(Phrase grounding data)
--------
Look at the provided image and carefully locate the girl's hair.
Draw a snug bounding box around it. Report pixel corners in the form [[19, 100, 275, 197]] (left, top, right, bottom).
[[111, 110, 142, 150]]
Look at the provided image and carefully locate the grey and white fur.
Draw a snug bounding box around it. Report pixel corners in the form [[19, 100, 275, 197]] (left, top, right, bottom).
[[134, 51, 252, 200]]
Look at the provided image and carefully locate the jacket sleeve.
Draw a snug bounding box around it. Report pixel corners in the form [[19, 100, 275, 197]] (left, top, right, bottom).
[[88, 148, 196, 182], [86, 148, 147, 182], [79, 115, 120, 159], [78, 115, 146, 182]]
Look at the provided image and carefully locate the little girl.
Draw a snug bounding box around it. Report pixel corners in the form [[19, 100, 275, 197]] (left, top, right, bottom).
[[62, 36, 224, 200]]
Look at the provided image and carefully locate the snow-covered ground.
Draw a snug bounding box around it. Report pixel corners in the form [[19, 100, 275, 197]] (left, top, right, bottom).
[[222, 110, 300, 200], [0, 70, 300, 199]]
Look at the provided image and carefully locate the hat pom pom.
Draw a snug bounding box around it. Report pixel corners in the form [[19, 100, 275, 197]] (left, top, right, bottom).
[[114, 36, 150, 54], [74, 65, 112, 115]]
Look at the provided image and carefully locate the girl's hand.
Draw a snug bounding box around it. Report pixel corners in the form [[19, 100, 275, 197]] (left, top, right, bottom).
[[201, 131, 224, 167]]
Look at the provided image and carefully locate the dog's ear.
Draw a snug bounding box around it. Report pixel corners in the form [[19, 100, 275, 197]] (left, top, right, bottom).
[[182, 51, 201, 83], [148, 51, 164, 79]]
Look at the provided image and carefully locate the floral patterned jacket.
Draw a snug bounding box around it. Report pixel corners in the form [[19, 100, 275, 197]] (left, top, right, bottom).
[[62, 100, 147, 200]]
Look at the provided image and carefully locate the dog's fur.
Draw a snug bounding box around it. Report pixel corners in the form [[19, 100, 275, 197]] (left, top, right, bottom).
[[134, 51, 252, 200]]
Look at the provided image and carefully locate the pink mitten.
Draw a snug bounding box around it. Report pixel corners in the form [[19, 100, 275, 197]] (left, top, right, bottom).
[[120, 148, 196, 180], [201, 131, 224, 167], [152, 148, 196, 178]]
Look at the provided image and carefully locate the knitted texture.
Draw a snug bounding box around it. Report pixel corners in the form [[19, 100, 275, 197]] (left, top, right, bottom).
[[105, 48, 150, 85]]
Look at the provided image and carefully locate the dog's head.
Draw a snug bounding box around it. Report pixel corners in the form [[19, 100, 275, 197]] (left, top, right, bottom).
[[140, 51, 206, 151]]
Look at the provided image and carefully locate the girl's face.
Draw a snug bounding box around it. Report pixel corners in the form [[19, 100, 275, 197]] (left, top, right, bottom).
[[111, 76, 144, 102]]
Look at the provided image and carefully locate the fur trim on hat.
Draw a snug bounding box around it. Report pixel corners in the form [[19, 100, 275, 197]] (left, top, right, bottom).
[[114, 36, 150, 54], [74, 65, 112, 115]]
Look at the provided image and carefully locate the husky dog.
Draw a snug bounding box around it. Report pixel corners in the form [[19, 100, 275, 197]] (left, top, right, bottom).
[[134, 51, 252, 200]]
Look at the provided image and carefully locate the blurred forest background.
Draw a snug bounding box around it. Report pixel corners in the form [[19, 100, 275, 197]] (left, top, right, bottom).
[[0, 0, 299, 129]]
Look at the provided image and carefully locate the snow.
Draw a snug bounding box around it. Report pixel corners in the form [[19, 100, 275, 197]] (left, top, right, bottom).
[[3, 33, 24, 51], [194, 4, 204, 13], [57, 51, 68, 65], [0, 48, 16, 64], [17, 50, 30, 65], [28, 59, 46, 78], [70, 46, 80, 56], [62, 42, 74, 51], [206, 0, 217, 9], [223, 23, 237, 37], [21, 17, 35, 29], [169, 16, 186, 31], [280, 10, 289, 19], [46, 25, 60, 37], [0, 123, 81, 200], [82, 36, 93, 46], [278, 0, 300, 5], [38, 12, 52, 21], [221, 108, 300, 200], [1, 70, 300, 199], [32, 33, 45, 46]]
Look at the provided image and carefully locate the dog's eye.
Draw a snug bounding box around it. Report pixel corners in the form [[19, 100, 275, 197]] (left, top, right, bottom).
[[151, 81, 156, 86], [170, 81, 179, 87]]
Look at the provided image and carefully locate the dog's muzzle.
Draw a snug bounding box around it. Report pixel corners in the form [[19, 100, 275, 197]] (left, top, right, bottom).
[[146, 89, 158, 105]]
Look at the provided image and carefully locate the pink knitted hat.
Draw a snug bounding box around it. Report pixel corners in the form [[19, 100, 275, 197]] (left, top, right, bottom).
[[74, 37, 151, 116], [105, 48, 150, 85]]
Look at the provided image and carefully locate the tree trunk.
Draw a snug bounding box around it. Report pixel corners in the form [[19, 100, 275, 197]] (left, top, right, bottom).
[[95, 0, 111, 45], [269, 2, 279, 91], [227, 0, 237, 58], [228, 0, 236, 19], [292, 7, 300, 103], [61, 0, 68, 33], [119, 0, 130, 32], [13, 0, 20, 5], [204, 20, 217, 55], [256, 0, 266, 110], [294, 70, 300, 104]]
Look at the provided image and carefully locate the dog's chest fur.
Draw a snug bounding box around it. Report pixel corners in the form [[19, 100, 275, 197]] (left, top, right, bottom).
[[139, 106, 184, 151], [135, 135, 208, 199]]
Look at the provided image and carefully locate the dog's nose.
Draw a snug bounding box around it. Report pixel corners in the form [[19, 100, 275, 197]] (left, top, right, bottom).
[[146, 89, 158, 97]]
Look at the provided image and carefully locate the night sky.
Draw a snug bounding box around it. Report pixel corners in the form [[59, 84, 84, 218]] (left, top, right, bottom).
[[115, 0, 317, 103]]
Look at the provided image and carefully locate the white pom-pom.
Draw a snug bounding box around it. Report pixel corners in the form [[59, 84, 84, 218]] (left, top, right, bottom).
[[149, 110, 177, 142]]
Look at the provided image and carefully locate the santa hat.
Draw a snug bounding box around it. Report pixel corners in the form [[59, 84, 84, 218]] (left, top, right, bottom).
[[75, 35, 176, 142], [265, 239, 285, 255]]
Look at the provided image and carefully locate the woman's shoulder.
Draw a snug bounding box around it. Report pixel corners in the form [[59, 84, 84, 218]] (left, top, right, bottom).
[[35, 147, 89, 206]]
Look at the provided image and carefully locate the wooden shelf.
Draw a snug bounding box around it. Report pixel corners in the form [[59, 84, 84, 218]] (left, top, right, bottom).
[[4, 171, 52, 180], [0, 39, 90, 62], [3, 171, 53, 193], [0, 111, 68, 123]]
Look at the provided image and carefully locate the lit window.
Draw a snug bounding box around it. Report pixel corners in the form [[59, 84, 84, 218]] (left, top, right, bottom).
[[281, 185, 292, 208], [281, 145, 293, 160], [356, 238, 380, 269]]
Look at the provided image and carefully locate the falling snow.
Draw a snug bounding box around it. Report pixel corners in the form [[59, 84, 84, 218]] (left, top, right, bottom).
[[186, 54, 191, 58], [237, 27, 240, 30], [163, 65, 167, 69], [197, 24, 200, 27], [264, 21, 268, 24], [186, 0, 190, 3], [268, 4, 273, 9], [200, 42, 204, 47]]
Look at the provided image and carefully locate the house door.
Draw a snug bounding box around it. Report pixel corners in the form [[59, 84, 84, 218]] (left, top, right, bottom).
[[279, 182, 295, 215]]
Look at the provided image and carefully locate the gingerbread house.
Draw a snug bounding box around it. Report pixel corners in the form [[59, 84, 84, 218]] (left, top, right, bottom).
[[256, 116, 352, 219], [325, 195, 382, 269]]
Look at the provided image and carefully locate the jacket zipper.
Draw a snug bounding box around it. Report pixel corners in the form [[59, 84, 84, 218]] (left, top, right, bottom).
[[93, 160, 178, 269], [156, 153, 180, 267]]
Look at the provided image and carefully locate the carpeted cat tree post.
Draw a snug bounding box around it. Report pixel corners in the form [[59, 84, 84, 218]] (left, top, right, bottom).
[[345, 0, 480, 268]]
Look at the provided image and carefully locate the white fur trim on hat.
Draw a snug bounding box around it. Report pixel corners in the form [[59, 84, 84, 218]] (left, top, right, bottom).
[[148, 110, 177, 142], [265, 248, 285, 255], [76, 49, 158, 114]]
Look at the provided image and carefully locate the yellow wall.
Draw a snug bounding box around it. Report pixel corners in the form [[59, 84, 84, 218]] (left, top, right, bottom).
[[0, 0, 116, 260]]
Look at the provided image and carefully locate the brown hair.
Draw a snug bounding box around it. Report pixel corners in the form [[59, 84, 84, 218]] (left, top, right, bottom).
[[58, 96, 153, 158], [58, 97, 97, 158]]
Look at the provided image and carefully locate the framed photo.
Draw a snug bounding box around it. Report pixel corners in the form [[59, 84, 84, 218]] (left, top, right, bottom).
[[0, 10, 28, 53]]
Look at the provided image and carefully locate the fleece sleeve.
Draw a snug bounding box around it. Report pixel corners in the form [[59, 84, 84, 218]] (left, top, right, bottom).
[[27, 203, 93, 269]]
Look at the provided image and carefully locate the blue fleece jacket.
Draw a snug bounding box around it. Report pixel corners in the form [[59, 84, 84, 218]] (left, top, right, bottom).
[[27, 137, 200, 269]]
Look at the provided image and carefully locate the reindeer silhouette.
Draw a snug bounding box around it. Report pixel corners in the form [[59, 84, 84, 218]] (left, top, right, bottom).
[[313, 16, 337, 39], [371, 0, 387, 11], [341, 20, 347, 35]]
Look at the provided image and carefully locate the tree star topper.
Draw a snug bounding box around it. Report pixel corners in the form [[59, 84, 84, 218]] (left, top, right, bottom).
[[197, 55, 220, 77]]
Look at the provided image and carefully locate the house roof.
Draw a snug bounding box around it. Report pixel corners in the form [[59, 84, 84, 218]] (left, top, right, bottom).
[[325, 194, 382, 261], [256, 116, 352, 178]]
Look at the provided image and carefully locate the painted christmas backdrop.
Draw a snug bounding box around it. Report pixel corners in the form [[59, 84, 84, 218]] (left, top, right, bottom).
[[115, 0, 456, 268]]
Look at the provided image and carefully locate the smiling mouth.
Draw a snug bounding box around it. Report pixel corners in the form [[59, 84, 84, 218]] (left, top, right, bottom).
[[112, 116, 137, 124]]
--------
**What the task requires:** Every line from the one containing "Look at the provided image and carefully locate the smiling" through the last line above should be retyped exactly; no other lines are wanted.

**The completed task:**
Look at the provided image and carefully locate the smiling mouth.
Draw a snug bounding box around it. Report pixel corners in the form [[59, 84, 84, 218]] (left, top, right, bottom).
[[112, 116, 137, 124]]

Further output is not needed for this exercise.